*Exercise prompt*.
Copy the listing below line for line, keeping every character unchanged, and leave out the pictures.

*Exercise data*.
_ _ _ _ _ _ _

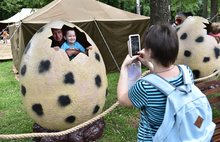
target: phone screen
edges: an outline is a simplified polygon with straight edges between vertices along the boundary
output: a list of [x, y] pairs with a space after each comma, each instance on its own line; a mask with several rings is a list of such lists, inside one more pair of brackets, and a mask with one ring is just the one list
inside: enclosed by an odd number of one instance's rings
[[131, 36], [131, 52], [132, 52], [132, 56], [134, 55], [138, 55], [138, 51], [140, 50], [140, 43], [139, 43], [139, 36], [135, 35], [135, 36]]

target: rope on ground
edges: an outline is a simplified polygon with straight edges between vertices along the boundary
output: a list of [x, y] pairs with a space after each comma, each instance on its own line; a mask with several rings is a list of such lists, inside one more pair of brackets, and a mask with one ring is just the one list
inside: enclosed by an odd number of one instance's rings
[[210, 79], [210, 78], [216, 76], [219, 72], [220, 72], [220, 69], [217, 70], [216, 72], [214, 72], [213, 74], [209, 75], [209, 76], [195, 79], [194, 82], [195, 82], [195, 83], [198, 83], [198, 82], [206, 81], [206, 80], [208, 80], [208, 79]]
[[[205, 76], [205, 77], [202, 77], [202, 78], [194, 79], [194, 82], [198, 83], [198, 82], [206, 81], [206, 80], [216, 76], [218, 73], [220, 73], [220, 69], [217, 70], [216, 72], [212, 73], [209, 76]], [[147, 71], [143, 72], [141, 77], [144, 77], [144, 76], [146, 76], [148, 74], [150, 74], [150, 70], [147, 70]]]
[[112, 54], [112, 52], [111, 52], [111, 50], [110, 50], [110, 48], [109, 48], [109, 46], [108, 46], [108, 44], [107, 44], [107, 42], [106, 42], [106, 40], [105, 40], [105, 38], [104, 38], [104, 36], [103, 36], [103, 34], [102, 34], [102, 32], [101, 32], [101, 30], [100, 30], [100, 28], [99, 28], [99, 26], [98, 26], [98, 24], [97, 24], [97, 22], [96, 22], [95, 19], [94, 19], [94, 22], [95, 22], [95, 25], [96, 25], [97, 29], [99, 30], [99, 33], [100, 33], [100, 35], [101, 35], [103, 41], [105, 42], [106, 47], [108, 48], [109, 53], [110, 53], [111, 56], [112, 56], [112, 59], [113, 59], [114, 62], [115, 62], [115, 65], [116, 65], [117, 68], [118, 68], [118, 71], [120, 72], [120, 67], [118, 66], [118, 63], [117, 63], [117, 61], [115, 60], [115, 58], [114, 58], [114, 56], [113, 56], [113, 54]]
[[113, 104], [110, 108], [108, 108], [103, 113], [97, 115], [96, 117], [94, 117], [94, 118], [92, 118], [92, 119], [90, 119], [80, 125], [77, 125], [76, 127], [67, 129], [65, 131], [54, 132], [54, 133], [27, 133], [27, 134], [0, 135], [0, 139], [19, 139], [19, 138], [30, 138], [30, 137], [56, 137], [56, 136], [61, 136], [61, 135], [67, 135], [69, 133], [72, 133], [72, 132], [80, 129], [80, 128], [87, 126], [88, 124], [91, 124], [91, 123], [97, 121], [98, 119], [107, 115], [110, 111], [112, 111], [118, 105], [119, 105], [119, 102], [117, 101], [115, 104]]

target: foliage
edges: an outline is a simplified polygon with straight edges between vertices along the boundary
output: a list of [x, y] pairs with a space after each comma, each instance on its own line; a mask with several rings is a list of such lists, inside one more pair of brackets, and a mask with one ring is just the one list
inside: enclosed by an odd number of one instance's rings
[[[12, 71], [12, 61], [0, 61], [0, 135], [32, 133], [34, 121], [29, 117], [20, 95], [20, 85]], [[117, 101], [116, 88], [119, 73], [108, 74], [108, 95], [103, 110]], [[106, 123], [100, 142], [134, 142], [137, 140], [139, 109], [117, 106], [104, 116]], [[27, 142], [32, 138], [0, 140], [1, 142]]]
[[0, 20], [5, 20], [22, 8], [42, 8], [53, 0], [0, 0]]

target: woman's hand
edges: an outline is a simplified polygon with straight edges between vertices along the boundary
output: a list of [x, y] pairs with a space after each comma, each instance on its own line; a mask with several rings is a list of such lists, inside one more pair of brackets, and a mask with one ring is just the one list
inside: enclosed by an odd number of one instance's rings
[[128, 68], [132, 63], [134, 62], [138, 62], [138, 56], [139, 55], [136, 55], [136, 56], [130, 56], [130, 55], [127, 55], [123, 64], [122, 64], [122, 68]]
[[142, 49], [141, 51], [139, 51], [138, 54], [140, 56], [138, 56], [137, 59], [141, 61], [141, 63], [144, 64], [148, 69], [150, 69], [151, 72], [153, 72], [154, 66], [149, 60], [147, 60], [146, 54], [148, 53], [145, 52], [145, 49]]

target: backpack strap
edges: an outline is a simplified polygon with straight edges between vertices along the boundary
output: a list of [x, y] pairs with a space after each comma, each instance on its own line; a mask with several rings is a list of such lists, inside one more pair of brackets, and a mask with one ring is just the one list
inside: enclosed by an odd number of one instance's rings
[[176, 87], [173, 84], [169, 83], [167, 80], [155, 73], [151, 73], [141, 78], [140, 80], [144, 80], [147, 83], [151, 84], [166, 96], [169, 96], [169, 94], [171, 94], [171, 92], [173, 92], [176, 89]]
[[183, 71], [184, 84], [193, 84], [189, 70], [187, 69], [187, 67], [185, 65], [178, 65], [178, 67], [180, 67]]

_ _ _ _ _ _ _

*Task answer*.
target: phone screen
edges: an outline is a simplified polygon with straight edges between vertices along the boundary
output: a list of [x, y] pairs with a space after each comma, each instance on its own line; a mask with several rings is a list of such lists, inside one more pair of brackets, and a mask with one ring is just the one list
inside: enclosed by an odd number of one instance's rings
[[131, 36], [131, 52], [132, 52], [132, 56], [134, 55], [138, 55], [138, 51], [140, 50], [140, 43], [139, 43], [139, 36], [135, 35], [135, 36]]

target: rope on ground
edges: an outline is a simplified polygon with straight edges between vertices along the boundary
output: a list of [x, y] pairs with a space after each comma, each instance on its own line; a mask with several rings is a list of such lists, inside one more pair of brackets, and a mask with one ring is just the one list
inside: enclosed by an odd number of one instance's rings
[[210, 79], [210, 78], [216, 76], [219, 72], [220, 72], [220, 69], [217, 70], [216, 72], [214, 72], [213, 74], [209, 75], [209, 76], [195, 79], [194, 82], [195, 82], [195, 83], [198, 83], [198, 82], [206, 81], [206, 80], [208, 80], [208, 79]]
[[[205, 76], [205, 77], [202, 77], [202, 78], [194, 79], [194, 82], [198, 83], [198, 82], [206, 81], [206, 80], [216, 76], [218, 73], [220, 73], [220, 69], [217, 70], [216, 72], [212, 73], [209, 76]], [[147, 71], [143, 72], [141, 77], [144, 77], [144, 76], [146, 76], [148, 74], [150, 74], [150, 70], [147, 70]]]
[[112, 54], [112, 52], [111, 52], [111, 50], [110, 50], [110, 48], [109, 48], [109, 46], [108, 46], [108, 44], [107, 44], [107, 42], [106, 42], [106, 40], [105, 40], [105, 38], [104, 38], [104, 36], [103, 36], [103, 34], [102, 34], [102, 32], [101, 32], [101, 30], [100, 30], [100, 28], [99, 28], [99, 26], [98, 26], [98, 24], [97, 24], [97, 22], [96, 22], [95, 19], [94, 19], [94, 22], [95, 22], [95, 25], [96, 25], [97, 29], [99, 30], [99, 33], [100, 33], [100, 35], [101, 35], [103, 41], [105, 42], [106, 47], [108, 48], [109, 53], [110, 53], [111, 56], [112, 56], [112, 59], [113, 59], [114, 62], [115, 62], [115, 65], [116, 65], [117, 68], [118, 68], [118, 71], [120, 72], [120, 67], [118, 66], [118, 63], [117, 63], [117, 61], [115, 60], [115, 58], [114, 58], [114, 56], [113, 56], [113, 54]]
[[113, 104], [110, 108], [108, 108], [103, 113], [97, 115], [96, 117], [94, 117], [94, 118], [92, 118], [92, 119], [90, 119], [80, 125], [77, 125], [76, 127], [67, 129], [65, 131], [54, 132], [54, 133], [27, 133], [27, 134], [0, 135], [0, 139], [19, 139], [19, 138], [30, 138], [30, 137], [56, 137], [56, 136], [61, 136], [61, 135], [67, 135], [69, 133], [72, 133], [72, 132], [80, 129], [80, 128], [87, 126], [88, 124], [91, 124], [91, 123], [97, 121], [98, 119], [107, 115], [110, 111], [112, 111], [118, 105], [119, 105], [119, 102], [117, 101], [115, 104]]

target: foliage
edges: an outline is a simplified polygon with straight edges between vertices along the boundary
output: a list of [x, y] pairs with a space after each comma, each instance on its own line; a mask with several rings is a list of such lists, inside one more pair of brackets, and a mask with one ring is just the one list
inside: enclosed by an odd number of one instance's rings
[[[12, 71], [12, 61], [0, 61], [0, 135], [32, 133], [34, 121], [29, 117], [20, 95], [20, 85]], [[117, 101], [116, 88], [119, 73], [108, 74], [108, 95], [103, 110]], [[106, 123], [100, 142], [134, 142], [137, 140], [139, 109], [117, 106], [104, 116]], [[27, 142], [32, 138], [0, 140], [1, 142]]]
[[0, 20], [5, 20], [22, 8], [42, 8], [53, 0], [0, 0]]

target: woman's hand
edges: an outline is a simplified polygon with straight edges between vertices along the boundary
output: a list of [x, y] pairs with a space after each comma, each instance on its own line; a mask with several rings is a list of such lists, inside one more pair of brackets, and a mask with one ring is just the one list
inside: enclosed by an odd number of one instance's rings
[[128, 68], [132, 63], [134, 62], [138, 62], [138, 56], [139, 55], [136, 55], [136, 56], [130, 56], [130, 55], [127, 55], [123, 64], [122, 64], [122, 68]]
[[142, 49], [141, 51], [139, 51], [138, 54], [140, 56], [138, 56], [137, 59], [141, 61], [141, 63], [144, 64], [148, 69], [150, 69], [151, 72], [153, 72], [154, 66], [149, 60], [147, 60], [146, 54], [148, 53], [145, 52], [145, 49]]

target: backpack strap
edges: an outline is a simplified polygon with straight edges between vertices along the boundary
output: a list of [x, y] pairs with a space after each comma, each instance on its own line; a mask with several rings is a list of such lists, inside one more pair of brackets, and a mask with one ring is just the one list
inside: enclosed by an odd number of one instance's rings
[[176, 87], [173, 84], [169, 83], [167, 80], [155, 73], [151, 73], [141, 78], [140, 80], [144, 80], [147, 83], [151, 84], [166, 96], [169, 96], [169, 94], [171, 94], [171, 92], [173, 92], [176, 89]]
[[183, 71], [184, 84], [193, 84], [189, 70], [187, 69], [187, 67], [185, 65], [178, 65], [178, 67], [180, 67]]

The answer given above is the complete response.